─── READING TEXT ───

Robert R. M. "Rob" Surette (born August 11, 1971) is an American speed-painter and public speaker known for inspiring audience members with his 6-foot paintings (created live, in 1–5 minutes each) and motivational messages.

Surette is known for utilizing amplified music, dramatic theatrical lights, accompanying video screens, body-encompassing paint-splattering painting techniques.

Since 1995, Surette has performed over 2,500 performances and his repertoire consists of over 500 different historical figures, musicians, movie stars, TV stars and athletes.

He is best known for speed-painting 6-foot portraits of Steven Tyler, Martin Luther King Jr., Albert Einstein, Statue of Liberty, Jim Morrison, John Lennon and Mother Teresa.

Surette grew up in Arlington, Massachusetts and received his Bachelor of Science Degree in Computer Science/Business from Saint Anselm College in 1993.

Two years after his college graduation, Surette developed his first speed-painting performances and called his unique artform "Amazing Hero Art".

───

▸ **PROMPT 1**:
In the profile of Rob Surette, rewrite the paragraph beginning "Surette is known for utilizing" as a bulleted list that keeps each technique it names.
▸ **PROMPT 2**:
Based on the profile of Rob Surette, decide whether each statement agrees with it. Answer yes or no for each, quoting the words that settle it.
(a) Surette earned his degree from Saint Anselm College in 1993.
(b) Surette's live paintings each take about an hour to finish.
(c) Surette has painted more than 500 different subjects in his performances.
▸ **PROMPT 3**:
Extract the portion of the profile of Rob Surette starting at "Surette is known" and ending at "stars and athletes.", copying it word for word.

─── ENTRIES SUPPLIED ───

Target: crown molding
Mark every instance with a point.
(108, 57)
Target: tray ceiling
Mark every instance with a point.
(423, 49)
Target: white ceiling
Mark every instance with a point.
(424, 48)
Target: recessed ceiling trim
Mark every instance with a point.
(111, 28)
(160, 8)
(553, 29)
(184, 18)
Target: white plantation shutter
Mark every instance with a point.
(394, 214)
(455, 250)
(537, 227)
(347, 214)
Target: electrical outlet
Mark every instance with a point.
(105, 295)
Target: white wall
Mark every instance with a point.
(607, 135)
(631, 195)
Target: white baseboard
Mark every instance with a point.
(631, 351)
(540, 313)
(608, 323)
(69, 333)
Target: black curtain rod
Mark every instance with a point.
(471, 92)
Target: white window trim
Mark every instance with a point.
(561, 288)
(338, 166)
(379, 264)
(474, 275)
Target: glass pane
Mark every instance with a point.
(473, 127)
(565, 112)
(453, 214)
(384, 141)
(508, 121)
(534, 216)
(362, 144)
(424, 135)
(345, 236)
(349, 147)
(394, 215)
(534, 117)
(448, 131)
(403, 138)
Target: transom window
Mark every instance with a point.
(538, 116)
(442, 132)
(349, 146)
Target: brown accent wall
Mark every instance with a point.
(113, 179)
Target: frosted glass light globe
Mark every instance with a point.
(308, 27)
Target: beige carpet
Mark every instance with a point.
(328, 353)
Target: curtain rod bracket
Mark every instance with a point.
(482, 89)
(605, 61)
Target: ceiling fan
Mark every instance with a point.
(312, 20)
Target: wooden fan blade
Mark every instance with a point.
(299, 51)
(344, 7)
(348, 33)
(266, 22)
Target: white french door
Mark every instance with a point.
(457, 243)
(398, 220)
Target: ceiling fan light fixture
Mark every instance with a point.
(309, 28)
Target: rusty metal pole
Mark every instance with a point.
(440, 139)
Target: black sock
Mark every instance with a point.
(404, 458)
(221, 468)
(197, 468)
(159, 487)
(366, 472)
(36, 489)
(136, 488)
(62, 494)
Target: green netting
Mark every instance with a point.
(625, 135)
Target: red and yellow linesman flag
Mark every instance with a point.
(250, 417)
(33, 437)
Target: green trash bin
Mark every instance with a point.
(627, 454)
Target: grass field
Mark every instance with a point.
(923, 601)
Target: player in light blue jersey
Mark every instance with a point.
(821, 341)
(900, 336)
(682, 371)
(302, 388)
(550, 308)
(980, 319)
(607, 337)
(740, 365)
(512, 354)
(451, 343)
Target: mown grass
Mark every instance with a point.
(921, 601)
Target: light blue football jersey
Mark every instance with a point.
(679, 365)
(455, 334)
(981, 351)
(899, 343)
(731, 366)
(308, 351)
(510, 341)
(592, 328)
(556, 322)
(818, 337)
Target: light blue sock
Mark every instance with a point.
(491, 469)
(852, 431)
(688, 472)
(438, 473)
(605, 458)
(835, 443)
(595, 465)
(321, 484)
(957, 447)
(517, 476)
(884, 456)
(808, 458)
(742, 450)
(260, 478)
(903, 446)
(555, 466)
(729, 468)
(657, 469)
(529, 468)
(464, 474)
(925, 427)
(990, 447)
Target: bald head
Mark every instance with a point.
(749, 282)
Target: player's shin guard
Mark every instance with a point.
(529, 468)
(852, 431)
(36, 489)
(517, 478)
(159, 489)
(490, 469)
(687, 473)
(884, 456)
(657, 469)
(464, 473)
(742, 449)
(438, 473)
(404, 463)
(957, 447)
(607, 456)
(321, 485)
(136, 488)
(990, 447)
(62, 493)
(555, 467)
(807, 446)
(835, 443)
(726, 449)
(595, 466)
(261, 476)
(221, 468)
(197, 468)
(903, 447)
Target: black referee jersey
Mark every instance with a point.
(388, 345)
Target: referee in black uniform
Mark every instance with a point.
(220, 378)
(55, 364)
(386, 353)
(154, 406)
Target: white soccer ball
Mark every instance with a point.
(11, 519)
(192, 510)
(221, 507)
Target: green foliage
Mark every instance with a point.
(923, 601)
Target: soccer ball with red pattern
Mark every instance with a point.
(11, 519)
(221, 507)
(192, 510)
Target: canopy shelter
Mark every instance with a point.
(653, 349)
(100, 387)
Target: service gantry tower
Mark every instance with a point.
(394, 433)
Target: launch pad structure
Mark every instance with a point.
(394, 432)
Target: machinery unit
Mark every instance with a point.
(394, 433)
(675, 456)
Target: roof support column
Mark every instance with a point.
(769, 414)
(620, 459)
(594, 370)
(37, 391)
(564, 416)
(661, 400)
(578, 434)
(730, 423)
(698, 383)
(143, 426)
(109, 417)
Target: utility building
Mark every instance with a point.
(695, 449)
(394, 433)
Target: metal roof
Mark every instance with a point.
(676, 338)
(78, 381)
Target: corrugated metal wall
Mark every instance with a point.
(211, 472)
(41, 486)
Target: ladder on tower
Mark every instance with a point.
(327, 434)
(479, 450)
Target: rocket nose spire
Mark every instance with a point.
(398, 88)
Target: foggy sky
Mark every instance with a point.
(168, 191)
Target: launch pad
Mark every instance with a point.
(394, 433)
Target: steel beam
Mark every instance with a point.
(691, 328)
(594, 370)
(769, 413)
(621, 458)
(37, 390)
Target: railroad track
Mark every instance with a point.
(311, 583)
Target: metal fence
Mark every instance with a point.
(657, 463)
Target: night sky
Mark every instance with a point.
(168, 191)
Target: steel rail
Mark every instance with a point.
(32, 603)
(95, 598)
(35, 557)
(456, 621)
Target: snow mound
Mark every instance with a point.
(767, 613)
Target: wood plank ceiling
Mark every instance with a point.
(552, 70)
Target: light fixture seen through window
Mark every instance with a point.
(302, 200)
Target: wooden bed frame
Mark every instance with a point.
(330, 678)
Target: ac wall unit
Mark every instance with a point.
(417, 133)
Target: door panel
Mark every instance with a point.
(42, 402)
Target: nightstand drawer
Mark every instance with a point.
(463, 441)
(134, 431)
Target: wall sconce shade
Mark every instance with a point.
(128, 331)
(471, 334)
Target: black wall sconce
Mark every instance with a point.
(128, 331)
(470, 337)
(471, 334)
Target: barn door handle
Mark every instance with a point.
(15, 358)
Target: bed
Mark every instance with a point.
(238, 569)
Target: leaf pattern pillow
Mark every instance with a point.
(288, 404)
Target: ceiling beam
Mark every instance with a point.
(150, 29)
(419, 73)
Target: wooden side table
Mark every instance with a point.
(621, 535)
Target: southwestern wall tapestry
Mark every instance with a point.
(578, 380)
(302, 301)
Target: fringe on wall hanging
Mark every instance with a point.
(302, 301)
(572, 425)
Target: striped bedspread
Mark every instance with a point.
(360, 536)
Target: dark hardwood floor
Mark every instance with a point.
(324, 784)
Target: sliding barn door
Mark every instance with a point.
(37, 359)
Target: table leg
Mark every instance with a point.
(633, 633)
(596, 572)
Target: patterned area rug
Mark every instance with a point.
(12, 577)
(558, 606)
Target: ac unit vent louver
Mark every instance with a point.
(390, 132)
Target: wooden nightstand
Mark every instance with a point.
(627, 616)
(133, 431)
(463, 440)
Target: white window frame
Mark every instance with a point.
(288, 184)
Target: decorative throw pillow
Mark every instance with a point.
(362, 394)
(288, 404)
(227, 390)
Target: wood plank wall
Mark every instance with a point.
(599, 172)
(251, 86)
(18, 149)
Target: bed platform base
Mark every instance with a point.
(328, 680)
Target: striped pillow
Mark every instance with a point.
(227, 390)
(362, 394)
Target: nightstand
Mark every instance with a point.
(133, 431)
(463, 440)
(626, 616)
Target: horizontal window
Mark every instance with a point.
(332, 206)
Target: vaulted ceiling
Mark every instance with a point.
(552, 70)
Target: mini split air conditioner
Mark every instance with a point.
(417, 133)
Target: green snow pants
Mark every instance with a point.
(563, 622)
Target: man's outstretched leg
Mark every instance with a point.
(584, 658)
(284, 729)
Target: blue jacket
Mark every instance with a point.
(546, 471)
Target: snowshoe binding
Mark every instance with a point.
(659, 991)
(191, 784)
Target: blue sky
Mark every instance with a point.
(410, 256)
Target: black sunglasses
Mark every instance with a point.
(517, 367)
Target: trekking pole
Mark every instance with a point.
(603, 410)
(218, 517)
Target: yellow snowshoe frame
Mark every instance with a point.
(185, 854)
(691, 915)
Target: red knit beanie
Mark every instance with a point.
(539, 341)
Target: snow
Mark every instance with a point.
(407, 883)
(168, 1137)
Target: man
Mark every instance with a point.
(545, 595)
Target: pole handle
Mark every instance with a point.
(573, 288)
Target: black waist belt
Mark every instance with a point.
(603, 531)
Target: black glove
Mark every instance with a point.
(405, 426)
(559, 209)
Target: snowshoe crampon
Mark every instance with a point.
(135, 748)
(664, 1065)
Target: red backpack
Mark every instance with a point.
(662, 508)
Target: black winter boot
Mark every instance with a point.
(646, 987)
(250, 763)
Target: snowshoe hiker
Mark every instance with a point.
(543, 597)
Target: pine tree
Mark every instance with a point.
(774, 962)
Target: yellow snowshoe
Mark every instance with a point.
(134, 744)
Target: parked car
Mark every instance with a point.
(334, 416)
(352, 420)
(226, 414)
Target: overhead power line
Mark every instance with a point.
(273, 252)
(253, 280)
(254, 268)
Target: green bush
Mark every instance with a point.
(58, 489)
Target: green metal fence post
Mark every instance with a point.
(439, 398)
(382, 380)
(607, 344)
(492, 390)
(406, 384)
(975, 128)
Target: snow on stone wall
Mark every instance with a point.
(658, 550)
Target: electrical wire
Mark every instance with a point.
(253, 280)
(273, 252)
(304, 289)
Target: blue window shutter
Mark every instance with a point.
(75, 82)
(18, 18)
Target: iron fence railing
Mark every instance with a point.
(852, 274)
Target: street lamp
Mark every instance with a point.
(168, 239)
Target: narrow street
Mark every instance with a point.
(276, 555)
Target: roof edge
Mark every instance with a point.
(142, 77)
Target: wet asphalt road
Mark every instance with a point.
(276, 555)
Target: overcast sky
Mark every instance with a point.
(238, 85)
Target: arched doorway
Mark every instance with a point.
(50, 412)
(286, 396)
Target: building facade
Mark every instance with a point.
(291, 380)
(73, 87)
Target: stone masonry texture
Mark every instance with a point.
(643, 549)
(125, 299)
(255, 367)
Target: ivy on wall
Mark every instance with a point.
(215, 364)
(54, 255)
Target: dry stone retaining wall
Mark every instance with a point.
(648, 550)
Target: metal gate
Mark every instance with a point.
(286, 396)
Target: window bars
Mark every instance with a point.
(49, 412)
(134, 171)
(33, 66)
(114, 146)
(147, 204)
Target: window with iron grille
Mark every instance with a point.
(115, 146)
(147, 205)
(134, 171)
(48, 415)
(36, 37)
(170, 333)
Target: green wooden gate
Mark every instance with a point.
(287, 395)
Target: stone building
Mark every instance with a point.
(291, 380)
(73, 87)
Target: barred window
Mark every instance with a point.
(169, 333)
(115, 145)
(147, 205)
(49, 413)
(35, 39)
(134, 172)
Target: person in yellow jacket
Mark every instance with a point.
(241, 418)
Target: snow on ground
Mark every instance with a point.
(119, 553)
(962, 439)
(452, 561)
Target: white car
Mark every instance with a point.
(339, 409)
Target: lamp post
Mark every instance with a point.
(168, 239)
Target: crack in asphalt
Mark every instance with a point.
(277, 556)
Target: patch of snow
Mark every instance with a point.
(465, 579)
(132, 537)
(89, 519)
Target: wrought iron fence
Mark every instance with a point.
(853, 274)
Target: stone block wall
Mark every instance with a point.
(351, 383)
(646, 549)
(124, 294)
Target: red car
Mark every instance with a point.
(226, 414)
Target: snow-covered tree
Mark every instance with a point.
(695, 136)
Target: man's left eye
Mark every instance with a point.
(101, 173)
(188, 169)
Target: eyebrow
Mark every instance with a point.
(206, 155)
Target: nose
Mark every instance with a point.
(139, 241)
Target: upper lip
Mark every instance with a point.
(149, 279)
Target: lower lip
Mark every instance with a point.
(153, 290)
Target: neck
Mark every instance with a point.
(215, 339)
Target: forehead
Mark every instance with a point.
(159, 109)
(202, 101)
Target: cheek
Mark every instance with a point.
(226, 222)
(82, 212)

───

▸ **EXERCISE OUTPUT 1**:
Surette is known for using:
- amplified music
- dramatic theatrical lights
- accompanying video screens
- body-encompassing paint-splattering painting techniques

▸ **EXERCISE OUTPUT 2**:
(a) Yes: "received his Bachelor of Science Degree in Computer Science/Business from Saint Anselm College in 1993"
(b) No: "created live, in 1–5 minutes each"
(c) Yes: "his repertoire consists of over 500 different historical figures, musicians, movie stars, TV stars and athletes"

▸ **EXERCISE OUTPUT 3**:
Surette is known for utilizing amplified music, dramatic theatrical lights, accompanying video screens, body-encompassing paint-splattering painting techniques.

Since 1995, Surette has performed over 2,500 performances and his repertoire consists of over 500 different historical figures, musicians, movie stars, TV stars and athletes.